— EXERCISE TASK —
Can you rewrite the material from the line with "The automated pipeline tagged conifer" up to and including its final line, with every request line kept and each bounding-box coordinate in the answers shifted up by 102?

** start of RECORDS FOR PROCESSING **

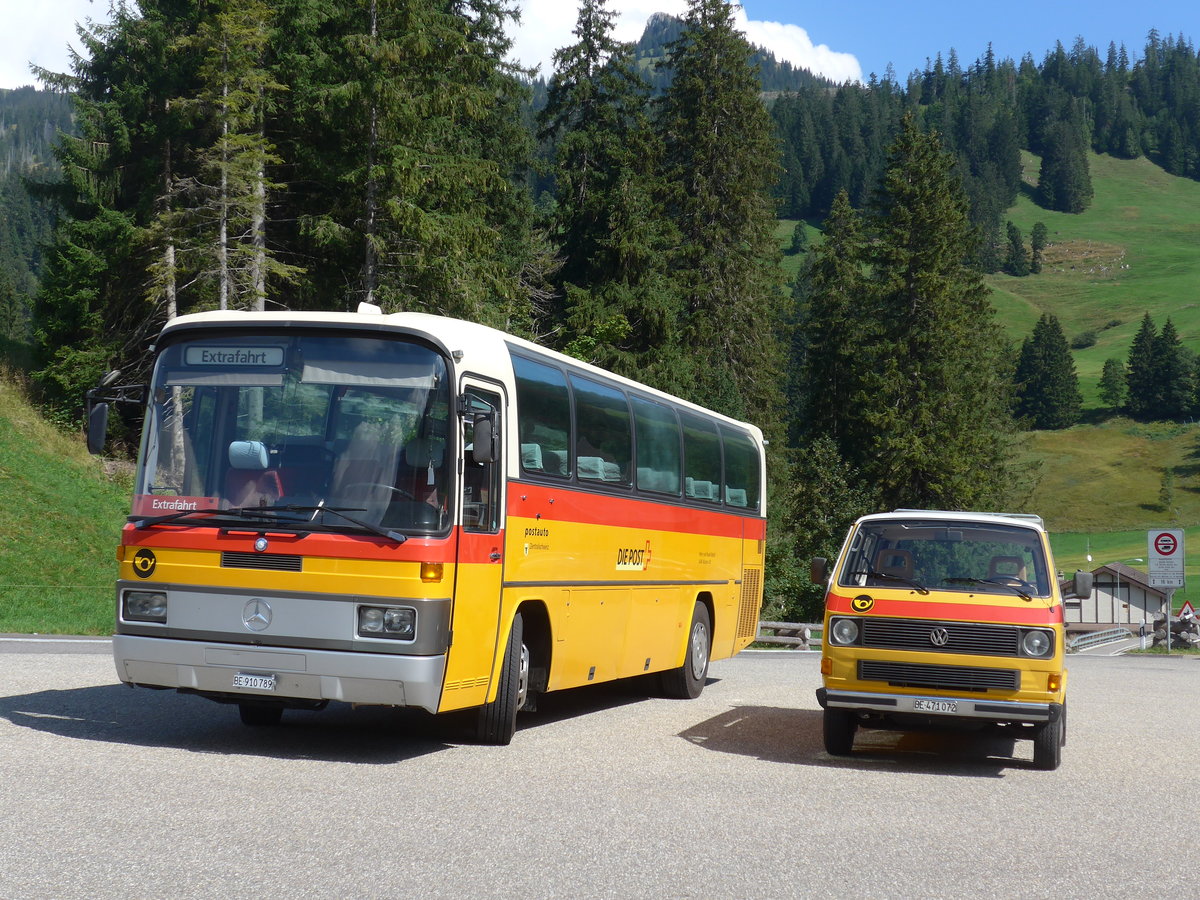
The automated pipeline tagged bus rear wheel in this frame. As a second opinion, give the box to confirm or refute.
[662,604,713,700]
[475,613,529,746]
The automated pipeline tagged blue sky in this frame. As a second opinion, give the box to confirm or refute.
[0,0,1200,88]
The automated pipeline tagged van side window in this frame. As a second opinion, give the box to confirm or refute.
[721,425,760,509]
[680,413,721,503]
[632,397,683,497]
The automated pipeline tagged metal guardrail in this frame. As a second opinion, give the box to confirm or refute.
[1067,628,1133,653]
[755,622,821,650]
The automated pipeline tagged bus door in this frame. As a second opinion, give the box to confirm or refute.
[439,377,506,712]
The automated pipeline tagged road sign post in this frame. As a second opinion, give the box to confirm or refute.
[1146,528,1184,653]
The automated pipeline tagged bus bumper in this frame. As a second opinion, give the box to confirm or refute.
[113,635,445,713]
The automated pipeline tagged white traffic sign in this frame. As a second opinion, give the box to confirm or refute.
[1146,528,1184,588]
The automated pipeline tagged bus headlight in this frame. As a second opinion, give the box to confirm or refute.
[359,606,416,641]
[121,590,167,623]
[829,619,858,644]
[1021,629,1054,656]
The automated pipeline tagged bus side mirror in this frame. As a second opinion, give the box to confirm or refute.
[470,413,500,464]
[88,398,108,456]
[1072,569,1096,600]
[809,557,829,584]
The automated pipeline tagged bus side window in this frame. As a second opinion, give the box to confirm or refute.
[462,388,503,532]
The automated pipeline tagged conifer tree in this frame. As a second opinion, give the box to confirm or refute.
[658,0,787,439]
[1154,317,1195,421]
[539,0,686,390]
[1030,222,1046,275]
[1126,312,1162,421]
[793,191,868,458]
[847,116,1012,509]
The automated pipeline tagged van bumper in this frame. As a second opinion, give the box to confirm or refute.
[817,688,1063,724]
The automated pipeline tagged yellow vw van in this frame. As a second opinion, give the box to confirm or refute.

** end of RECORDS FOR PROCESSING **

— RESPONSE TO THIS TASK —
The automated pipeline tagged conifer tree in this frame. As a second opinion, give the box to confirm or refute.
[760,102,889,541]
[1256,419,1297,523]
[641,102,788,492]
[1132,324,1148,377]
[1228,414,1264,523]
[895,293,970,560]
[949,218,1114,611]
The automated pipeline tagged van bumper in this frame. As a second opinion, give the box to confirm or refute.
[919,790,1165,826]
The automated pipeline tagged yellow vw van in this frame. As a second opinion, give the box to confirm or refute.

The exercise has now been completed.